### Provided material:
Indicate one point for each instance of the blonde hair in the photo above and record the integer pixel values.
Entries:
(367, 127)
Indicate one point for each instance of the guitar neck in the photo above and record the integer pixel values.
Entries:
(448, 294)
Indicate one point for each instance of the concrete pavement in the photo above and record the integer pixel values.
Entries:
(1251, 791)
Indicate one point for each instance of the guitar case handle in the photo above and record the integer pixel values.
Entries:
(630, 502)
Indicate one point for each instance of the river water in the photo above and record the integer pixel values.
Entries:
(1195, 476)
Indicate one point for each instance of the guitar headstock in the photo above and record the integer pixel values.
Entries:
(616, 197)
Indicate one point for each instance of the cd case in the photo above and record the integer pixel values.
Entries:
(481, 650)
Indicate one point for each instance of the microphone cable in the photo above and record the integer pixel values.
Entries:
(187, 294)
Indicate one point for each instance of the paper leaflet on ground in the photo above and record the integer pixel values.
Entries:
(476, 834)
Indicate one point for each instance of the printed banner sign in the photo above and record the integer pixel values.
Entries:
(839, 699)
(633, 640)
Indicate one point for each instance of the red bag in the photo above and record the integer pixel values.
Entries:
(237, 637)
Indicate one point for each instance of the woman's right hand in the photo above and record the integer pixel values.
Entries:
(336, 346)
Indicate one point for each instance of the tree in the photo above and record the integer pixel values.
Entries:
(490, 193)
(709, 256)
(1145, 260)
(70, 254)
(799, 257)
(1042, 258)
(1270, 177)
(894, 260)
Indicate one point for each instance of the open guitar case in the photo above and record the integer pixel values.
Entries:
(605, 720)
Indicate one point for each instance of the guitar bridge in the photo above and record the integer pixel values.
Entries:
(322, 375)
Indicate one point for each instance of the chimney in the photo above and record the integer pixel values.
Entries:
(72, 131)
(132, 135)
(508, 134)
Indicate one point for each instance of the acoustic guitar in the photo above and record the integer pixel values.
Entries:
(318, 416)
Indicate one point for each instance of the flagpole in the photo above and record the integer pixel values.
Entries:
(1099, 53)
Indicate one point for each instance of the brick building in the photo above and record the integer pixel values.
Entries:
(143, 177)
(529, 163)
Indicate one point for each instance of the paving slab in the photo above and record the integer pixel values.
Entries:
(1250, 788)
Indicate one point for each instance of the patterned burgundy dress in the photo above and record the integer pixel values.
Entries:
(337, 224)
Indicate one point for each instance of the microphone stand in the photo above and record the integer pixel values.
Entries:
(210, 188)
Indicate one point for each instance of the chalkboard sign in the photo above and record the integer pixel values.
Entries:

### Set task:
Rewrite all the lines, replacing "Indicate one point" with "Place a single point" wherever it occurs and leaving everything else unchanged.

### Task solution:
Place a single point for each instance of the blonde hair in the photo above and record the integer pixel values.
Entries:
(367, 127)
Place a single point for each instance of the guitar neck in the photo above and record the integer pixel values.
Entries:
(448, 294)
Place a single point for each instance of the concrete pavement in the photo above and record the integer pixel values.
Entries:
(1251, 791)
Place a single point for each instance of the guitar case handle in the photo above and record the integer pixel values.
Entries:
(630, 502)
Place a single point for each instance of the river water in the photo above and record the integer pixel values.
Entries:
(1195, 476)
Place a single point for each instance of the guitar headstock in the photo above and record the integer pixel values.
Entries:
(616, 197)
Place a single point for each instance of the cd case in the photo above and record the integer pixel values.
Entries:
(481, 650)
Place a single point for each instance of the microphone cable in the photo above and record the integer pixel values.
Entries:
(187, 294)
Place a single point for each instance of the paper leaflet on ground in the photo above and record the integer pixel values.
Entries:
(476, 834)
Place a single point for each instance of the printed banner sign in the photo above and record the integer pixel values.
Entries:
(839, 699)
(633, 640)
Place a single point for each instance of the red bag in the photo above and record the integer pixel values.
Entries:
(237, 637)
Place a single point for each instance of the woman's right hand in the photo above and record the integer pixel values.
Entries:
(336, 346)
Place a single point for each instance of the tree in the photo above and record the integer pixel values.
Entries:
(490, 193)
(709, 256)
(1145, 260)
(70, 254)
(799, 257)
(1042, 258)
(1270, 177)
(894, 260)
Place a single point for each instance of the open guitar case in the photo above and record the integer pixel values.
Entries:
(605, 720)
Place a single point for each instance of the guitar bridge in the photo above and record the integer pixel values.
Entries:
(322, 375)
Place a single point for each instance of the chimney in the photo above and record the integer pixel values.
Entries:
(72, 131)
(132, 135)
(508, 134)
Place a single point for each instance of the acoustic guitar in the photo above and record the integer pixel values.
Entries:
(318, 416)
Place a single point for each instance of the flagpole in the photo above and record the integer pixel values.
Entries:
(1099, 53)
Place a single point for each instance of the brick building in the photo above and record the integer pixel values.
Entries:
(143, 177)
(529, 163)
Place a single point for each instance of the paving slab in the photo above and record the integer pixel values.
Entries:
(1250, 788)
Place a single point for each instance of the patterned burgundy dress in the photo above and record the integer pixel values.
Entries:
(337, 224)
Place a single point for each instance of the microphone stand in the photo above and record the integer pixel values.
Entries:
(210, 188)
Place a single point for each instance of the chalkboard sign in the photo above and record the integer pixel values.
Entries:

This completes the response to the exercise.